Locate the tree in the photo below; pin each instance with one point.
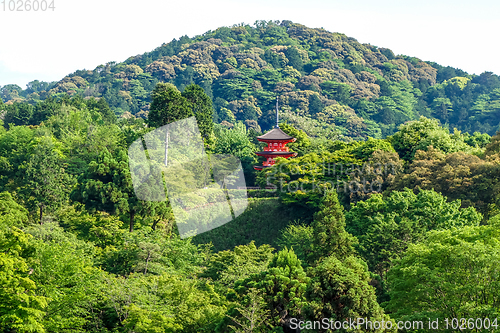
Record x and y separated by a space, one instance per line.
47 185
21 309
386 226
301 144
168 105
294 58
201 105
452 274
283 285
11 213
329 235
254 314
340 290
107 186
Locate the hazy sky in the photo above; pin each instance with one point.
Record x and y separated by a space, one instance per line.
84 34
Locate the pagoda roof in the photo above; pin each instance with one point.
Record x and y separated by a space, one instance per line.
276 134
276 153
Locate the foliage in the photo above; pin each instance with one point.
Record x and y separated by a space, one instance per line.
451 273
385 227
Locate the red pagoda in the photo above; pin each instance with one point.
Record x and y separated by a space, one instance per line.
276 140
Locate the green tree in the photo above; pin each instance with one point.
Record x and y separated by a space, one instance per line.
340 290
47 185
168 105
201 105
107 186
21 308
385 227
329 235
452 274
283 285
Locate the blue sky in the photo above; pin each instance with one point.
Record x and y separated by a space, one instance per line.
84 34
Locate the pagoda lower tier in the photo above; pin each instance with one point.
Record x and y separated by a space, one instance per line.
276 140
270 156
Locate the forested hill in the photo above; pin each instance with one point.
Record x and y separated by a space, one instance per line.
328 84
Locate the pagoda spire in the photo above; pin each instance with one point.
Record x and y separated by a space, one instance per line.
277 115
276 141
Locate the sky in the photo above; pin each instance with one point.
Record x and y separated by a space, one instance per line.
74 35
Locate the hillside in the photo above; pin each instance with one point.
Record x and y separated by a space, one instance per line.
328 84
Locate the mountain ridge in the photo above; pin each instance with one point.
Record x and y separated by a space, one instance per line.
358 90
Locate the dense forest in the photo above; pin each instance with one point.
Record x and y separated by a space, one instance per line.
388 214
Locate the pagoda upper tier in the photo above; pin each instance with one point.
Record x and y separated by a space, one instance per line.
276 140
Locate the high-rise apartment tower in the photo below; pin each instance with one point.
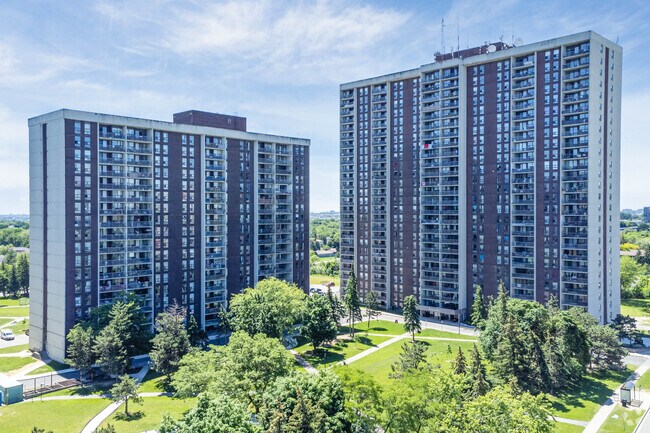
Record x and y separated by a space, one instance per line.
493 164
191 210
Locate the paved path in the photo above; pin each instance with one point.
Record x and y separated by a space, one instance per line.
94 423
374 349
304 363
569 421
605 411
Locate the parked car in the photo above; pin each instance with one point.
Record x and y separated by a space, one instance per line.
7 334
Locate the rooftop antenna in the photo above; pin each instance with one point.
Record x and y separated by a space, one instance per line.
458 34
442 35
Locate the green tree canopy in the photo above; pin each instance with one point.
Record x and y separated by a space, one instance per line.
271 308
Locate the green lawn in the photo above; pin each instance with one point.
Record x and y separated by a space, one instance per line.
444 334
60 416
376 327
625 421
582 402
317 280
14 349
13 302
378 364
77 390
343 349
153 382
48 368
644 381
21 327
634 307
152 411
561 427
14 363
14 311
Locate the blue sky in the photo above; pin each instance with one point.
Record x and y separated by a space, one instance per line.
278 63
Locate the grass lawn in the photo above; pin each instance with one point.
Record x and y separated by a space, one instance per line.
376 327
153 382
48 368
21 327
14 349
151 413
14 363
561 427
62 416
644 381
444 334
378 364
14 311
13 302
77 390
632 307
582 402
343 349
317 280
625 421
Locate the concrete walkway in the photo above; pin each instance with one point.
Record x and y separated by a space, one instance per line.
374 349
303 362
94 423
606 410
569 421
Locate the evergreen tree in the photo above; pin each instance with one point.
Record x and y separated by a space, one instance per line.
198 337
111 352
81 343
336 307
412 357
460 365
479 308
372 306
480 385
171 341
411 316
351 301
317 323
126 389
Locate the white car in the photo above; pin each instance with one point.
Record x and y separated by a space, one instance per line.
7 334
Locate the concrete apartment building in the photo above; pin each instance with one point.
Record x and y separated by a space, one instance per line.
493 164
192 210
********
§ **OBJECTIVE**:
Give every line of the listing as a numbered list, leaving out blank lines and the pictures.

§ **SOLUTION TO THE EXERCISE**:
1. Locate the tree in the photo below; pin each instance with one point.
2. Record x and y separated by a space, one instance per line.
3. 47 185
4. 21 309
5. 386 226
6. 301 144
7. 168 105
8. 294 58
9. 201 105
10. 452 274
11. 283 285
12. 11 213
13. 329 235
14. 254 314
15. 340 290
16. 107 186
17. Locate the hazy sky in the photo above; pin each instance with one point.
18. Record x and y separated by a space, one instance per line.
19. 84 34
20. Locate the pagoda roof in the photo above; pin each instance with one point.
21. Record x and y separated by a space, one instance per line.
22. 276 134
23. 276 153
24. Locate the foliage in the photo above; pin each instance with one point.
25. Record x and y separated by a space, one instance per line.
26. 451 273
27. 385 227
28. Locate the red pagoda in the photo above; pin each instance with one point.
29. Record x and y separated by a space, one instance per line.
30. 276 140
31. Locate the green tree in the photo above; pin each instance with one point.
32. Record x and y separated by a space, one instance per line.
33. 340 290
34. 47 185
35. 168 105
36. 201 105
37. 107 186
38. 21 308
39. 385 227
40. 329 235
41. 452 274
42. 283 285
43. Locate the blue sky in the photo above; pin each instance with one point.
44. Record x and y separated by a space, one instance per line.
45. 84 34
46. Locate the pagoda lower tier in the photo above; pin each instance with one point.
47. Record x and y separated by a space, one instance per line.
48. 276 140
49. 270 156
50. Locate the forested hill in the photo above; pin each instance with one point.
51. Record x and y separated by a space, one instance per line.
52. 328 84
53. Locate the pagoda spire in the photo above; pin each instance with one point.
54. Record x and y separated by a space, one instance per line.
55. 277 115
56. 276 141
57. Locate the sky in the photo above; pin each instance with one point.
58. Record x and y separated by a space, one instance per line.
59. 74 35
60. Locate the hillside in the photo above; pin each instance with one point.
61. Record x and y separated by a space, one instance per line.
62. 328 84
63. Locate the mountain ridge in the photo above; pin each instance with one point.
64. Record x and y separated by a space, one instance per line.
65. 358 90
66. Locate the dense forest in the photo above; pin each instance with one point.
67. Record x and y separated by a space, one instance per line.
68. 388 214
69. Locate the pagoda upper tier in the photo above; pin each instance with one point.
70. Record x and y separated by a space, one instance per line.
71. 276 140
72. Locate the high-rise apartment tower in the photo below; pin each instance with one point.
73. Record x and y separated by a space, one instance per line.
74. 493 164
75. 191 210
76. Locate the paved path in the photo above; pin each instance with one point.
77. Record x and y separated by a space, one instance per line.
78. 94 423
79. 374 349
80. 304 363
81. 569 421
82. 605 411
83. Locate the parked car in the photo above; pin each instance with one point.
84. Record x and y separated by a space, one instance per line.
85. 7 334
86. Locate the rooftop antenna in the photo above; pin each instance with one point.
87. Record x and y separated by a space, one instance per line.
88. 458 34
89. 442 35
90. Locate the green tree canopy in the photo above; pin each instance with one point.
91. Record x and y separated by a space, one instance per line.
92. 271 308
93. Locate the green lawn in the photo above; pin each instance with one point.
94. Record x and y separated by a space, one instance per line.
95. 444 334
96. 60 416
97. 376 327
98. 625 421
99. 582 402
100. 317 280
101. 14 349
102. 13 302
103. 378 364
104. 77 390
105. 343 349
106. 153 382
107. 48 368
108. 644 381
109. 21 327
110. 634 307
111. 152 411
112. 561 427
113. 14 363
114. 14 311
115. Locate the blue sky in the photo above; pin each instance with one point.
116. Record x and y separated by a space, one instance per line.
117. 278 63
118. Locate the grass lawn in the photo above; pin each instance with one point.
119. Record x and y separated by a space, one instance per line.
120. 376 327
121. 153 382
122. 48 368
123. 21 327
124. 14 349
125. 151 413
126. 14 363
127. 561 427
128. 62 416
129. 644 381
130. 444 334
131. 378 364
132. 14 311
133. 13 302
134. 77 390
135. 632 307
136. 582 402
137. 343 349
138. 317 280
139. 625 421
140. Locate the concrete walkway in the photo above; pin each instance with one point.
141. Record x and y separated by a space, one instance per line.
142. 374 349
143. 303 362
144. 94 423
145. 606 410
146. 569 421
147. Locate the evergreen tree in the photo above; pin each instance with one point.
148. Record x and y separated by a space, one instance per line.
149. 198 337
150. 111 352
151. 81 343
152. 336 307
153. 412 357
154. 460 365
155. 479 308
156. 372 306
157. 480 385
158. 171 341
159. 411 316
160. 351 301
161. 317 323
162. 126 389
163. Locate the white car in the photo above; pin each instance with one point.
164. Record x and y separated by a space, one instance per line.
165. 7 334
166. Locate the concrete apartment building in the photo above; pin each instance with one point.
167. Record x and y separated by a space, one instance per line.
168. 493 164
169. 192 210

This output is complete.